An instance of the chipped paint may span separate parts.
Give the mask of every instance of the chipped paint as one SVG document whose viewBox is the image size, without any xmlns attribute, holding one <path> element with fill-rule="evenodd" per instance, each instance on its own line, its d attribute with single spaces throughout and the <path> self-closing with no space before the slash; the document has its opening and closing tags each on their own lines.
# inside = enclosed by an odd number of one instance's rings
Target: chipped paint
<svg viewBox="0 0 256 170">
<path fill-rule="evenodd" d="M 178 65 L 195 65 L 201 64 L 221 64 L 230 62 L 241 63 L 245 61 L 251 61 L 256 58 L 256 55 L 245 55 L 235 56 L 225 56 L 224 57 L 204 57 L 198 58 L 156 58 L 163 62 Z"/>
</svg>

──────────────────────────────

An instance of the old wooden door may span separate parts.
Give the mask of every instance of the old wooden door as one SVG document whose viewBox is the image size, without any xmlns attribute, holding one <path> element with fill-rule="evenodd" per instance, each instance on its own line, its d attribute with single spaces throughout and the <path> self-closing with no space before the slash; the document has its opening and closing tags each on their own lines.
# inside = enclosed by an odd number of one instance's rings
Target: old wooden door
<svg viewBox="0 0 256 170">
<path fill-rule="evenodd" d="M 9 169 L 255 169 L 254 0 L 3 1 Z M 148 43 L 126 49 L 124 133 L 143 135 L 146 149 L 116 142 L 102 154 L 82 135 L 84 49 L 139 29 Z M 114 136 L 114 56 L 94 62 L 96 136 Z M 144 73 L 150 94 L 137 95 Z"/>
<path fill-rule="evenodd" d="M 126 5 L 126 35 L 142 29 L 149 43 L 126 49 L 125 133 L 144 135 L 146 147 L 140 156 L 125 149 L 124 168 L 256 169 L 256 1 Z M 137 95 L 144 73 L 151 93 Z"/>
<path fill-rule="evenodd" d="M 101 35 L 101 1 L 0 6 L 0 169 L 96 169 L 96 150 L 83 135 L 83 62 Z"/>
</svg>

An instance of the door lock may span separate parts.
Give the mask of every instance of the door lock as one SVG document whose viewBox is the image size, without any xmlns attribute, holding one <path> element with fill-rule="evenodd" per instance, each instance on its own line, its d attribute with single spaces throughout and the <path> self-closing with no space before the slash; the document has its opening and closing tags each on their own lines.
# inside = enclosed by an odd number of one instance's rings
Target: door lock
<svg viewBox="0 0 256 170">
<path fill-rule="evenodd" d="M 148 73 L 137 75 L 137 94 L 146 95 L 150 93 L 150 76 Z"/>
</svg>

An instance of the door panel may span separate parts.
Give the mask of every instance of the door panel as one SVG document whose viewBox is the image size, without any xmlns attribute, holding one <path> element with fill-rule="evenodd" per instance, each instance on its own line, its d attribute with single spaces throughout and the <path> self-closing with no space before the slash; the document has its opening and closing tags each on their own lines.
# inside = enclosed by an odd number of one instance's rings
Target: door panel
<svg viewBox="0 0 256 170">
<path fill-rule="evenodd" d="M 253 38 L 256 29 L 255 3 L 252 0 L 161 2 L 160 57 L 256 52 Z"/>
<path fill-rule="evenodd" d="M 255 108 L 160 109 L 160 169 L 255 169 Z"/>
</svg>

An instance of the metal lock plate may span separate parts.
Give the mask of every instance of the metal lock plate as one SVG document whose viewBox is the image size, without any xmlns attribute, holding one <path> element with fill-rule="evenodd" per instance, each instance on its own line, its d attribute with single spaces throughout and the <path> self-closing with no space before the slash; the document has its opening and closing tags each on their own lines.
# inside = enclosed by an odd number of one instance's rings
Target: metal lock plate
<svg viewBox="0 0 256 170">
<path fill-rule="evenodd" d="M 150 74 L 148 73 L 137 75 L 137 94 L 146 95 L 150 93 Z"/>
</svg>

──────────────────────────────

Reproduce the rows above verbatim, from the line with "An instance of the old" up to and including the line with "126 5 L 126".

-- WRITTEN SOLUTION --
An instance of the old wooden door may span separate parts.
Give the mask of every instance of the old wooden door as one SVG document whose viewBox is the image size, without any xmlns attribute, holding one <path> element with fill-rule="evenodd" per instance, each instance on its own line, its d attribute with single spaces throughout and the <path> self-closing with no space before the slash; the document has its opening and closing tags each on their own lines.
# inside = enclosed by an odd number of one instance's rings
Target: old wooden door
<svg viewBox="0 0 256 170">
<path fill-rule="evenodd" d="M 9 169 L 255 169 L 254 0 L 3 1 Z M 148 43 L 126 49 L 124 133 L 143 135 L 146 149 L 116 142 L 102 154 L 82 135 L 84 49 L 139 29 Z M 114 136 L 114 56 L 94 62 L 96 136 Z M 144 73 L 150 94 L 137 95 Z"/>
<path fill-rule="evenodd" d="M 126 5 L 126 35 L 142 29 L 149 43 L 126 49 L 125 133 L 144 135 L 146 147 L 140 156 L 125 149 L 124 168 L 256 169 L 256 1 Z M 137 95 L 144 73 L 151 93 Z"/>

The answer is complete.